__PROVIDED INFORMATION__
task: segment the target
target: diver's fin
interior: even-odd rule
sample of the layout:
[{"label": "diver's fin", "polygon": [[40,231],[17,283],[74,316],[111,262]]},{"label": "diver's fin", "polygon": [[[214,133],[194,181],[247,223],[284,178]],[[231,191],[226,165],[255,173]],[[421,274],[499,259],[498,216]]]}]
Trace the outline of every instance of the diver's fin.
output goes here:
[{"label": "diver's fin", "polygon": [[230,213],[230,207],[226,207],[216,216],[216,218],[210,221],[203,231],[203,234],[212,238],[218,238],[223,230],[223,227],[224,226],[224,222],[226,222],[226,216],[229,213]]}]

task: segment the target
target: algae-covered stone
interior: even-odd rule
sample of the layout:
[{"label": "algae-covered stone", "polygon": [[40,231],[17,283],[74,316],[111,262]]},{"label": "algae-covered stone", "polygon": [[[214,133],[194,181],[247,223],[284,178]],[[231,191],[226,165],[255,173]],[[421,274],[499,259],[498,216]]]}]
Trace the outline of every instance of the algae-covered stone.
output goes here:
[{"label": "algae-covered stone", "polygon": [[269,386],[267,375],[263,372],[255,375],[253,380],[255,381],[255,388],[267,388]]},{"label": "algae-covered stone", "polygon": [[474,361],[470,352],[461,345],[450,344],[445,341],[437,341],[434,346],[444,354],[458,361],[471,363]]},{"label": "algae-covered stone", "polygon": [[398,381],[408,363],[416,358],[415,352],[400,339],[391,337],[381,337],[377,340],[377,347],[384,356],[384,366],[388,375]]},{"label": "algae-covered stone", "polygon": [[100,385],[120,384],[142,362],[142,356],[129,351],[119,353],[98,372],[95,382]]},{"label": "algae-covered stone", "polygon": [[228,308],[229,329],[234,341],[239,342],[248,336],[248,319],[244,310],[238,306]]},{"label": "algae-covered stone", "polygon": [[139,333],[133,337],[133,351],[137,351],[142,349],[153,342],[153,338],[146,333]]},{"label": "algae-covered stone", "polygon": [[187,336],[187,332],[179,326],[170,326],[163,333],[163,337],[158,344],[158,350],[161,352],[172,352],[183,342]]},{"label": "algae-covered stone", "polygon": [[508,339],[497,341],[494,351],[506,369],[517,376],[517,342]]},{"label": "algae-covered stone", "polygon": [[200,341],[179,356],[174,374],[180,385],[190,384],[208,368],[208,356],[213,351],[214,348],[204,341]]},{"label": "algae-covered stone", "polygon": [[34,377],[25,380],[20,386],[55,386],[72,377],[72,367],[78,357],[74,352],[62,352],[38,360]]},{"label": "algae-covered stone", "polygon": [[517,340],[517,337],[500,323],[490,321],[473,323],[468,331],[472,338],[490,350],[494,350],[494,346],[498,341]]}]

__WHAT THE TASK ASKS__
Copy each record from above exactly, and include every line.

__EXPECTED ANSWER__
task: segment the target
target: diver's fin
interior: even-odd rule
sample of the layout:
[{"label": "diver's fin", "polygon": [[40,231],[17,283],[74,316],[111,262]]},{"label": "diver's fin", "polygon": [[[214,133],[194,181],[247,223],[284,178]],[[231,191],[226,165],[255,173]],[[421,274],[499,259],[498,216]]]}]
Trace the outline of every instance of the diver's fin.
output goes here:
[{"label": "diver's fin", "polygon": [[230,213],[230,207],[226,207],[216,216],[216,218],[210,221],[203,231],[203,234],[212,238],[218,238],[223,230],[223,227],[224,226],[224,222],[226,222],[226,216],[229,213]]}]

task: segment the target
target: algae-covered stone
interior: even-odd rule
sample of the layout:
[{"label": "algae-covered stone", "polygon": [[40,231],[17,283],[74,316],[111,262]]},{"label": "algae-covered stone", "polygon": [[[214,133],[194,181],[247,223],[284,178]],[[231,191],[226,165],[255,173]],[[421,274],[499,259],[498,216]]]}]
Trace the outline of every instance of the algae-covered stone.
output goes here:
[{"label": "algae-covered stone", "polygon": [[269,386],[267,375],[263,372],[255,375],[253,380],[255,381],[255,388],[267,388]]},{"label": "algae-covered stone", "polygon": [[474,361],[470,352],[461,345],[450,344],[445,341],[437,341],[434,346],[444,354],[458,361],[471,363]]},{"label": "algae-covered stone", "polygon": [[398,381],[408,363],[416,358],[415,352],[400,339],[391,337],[381,337],[377,340],[377,347],[384,356],[384,366],[388,375]]},{"label": "algae-covered stone", "polygon": [[100,385],[120,384],[142,362],[142,356],[129,351],[119,353],[98,372],[95,382]]},{"label": "algae-covered stone", "polygon": [[228,308],[229,329],[234,341],[239,342],[248,336],[248,319],[244,310],[238,306]]},{"label": "algae-covered stone", "polygon": [[139,333],[133,337],[133,351],[137,351],[142,349],[153,342],[153,338],[146,333]]},{"label": "algae-covered stone", "polygon": [[187,336],[187,332],[179,326],[170,326],[163,333],[163,337],[158,344],[158,350],[161,352],[172,352],[183,342]]},{"label": "algae-covered stone", "polygon": [[508,339],[497,341],[494,351],[506,369],[517,376],[517,342]]},{"label": "algae-covered stone", "polygon": [[200,341],[179,356],[174,374],[180,385],[190,384],[208,368],[208,356],[213,351],[214,348],[204,341]]},{"label": "algae-covered stone", "polygon": [[34,377],[25,380],[20,386],[55,386],[72,377],[72,367],[78,357],[74,352],[62,352],[38,360]]},{"label": "algae-covered stone", "polygon": [[517,340],[517,337],[500,323],[490,321],[473,323],[468,331],[472,338],[490,350],[494,350],[494,346],[498,341]]}]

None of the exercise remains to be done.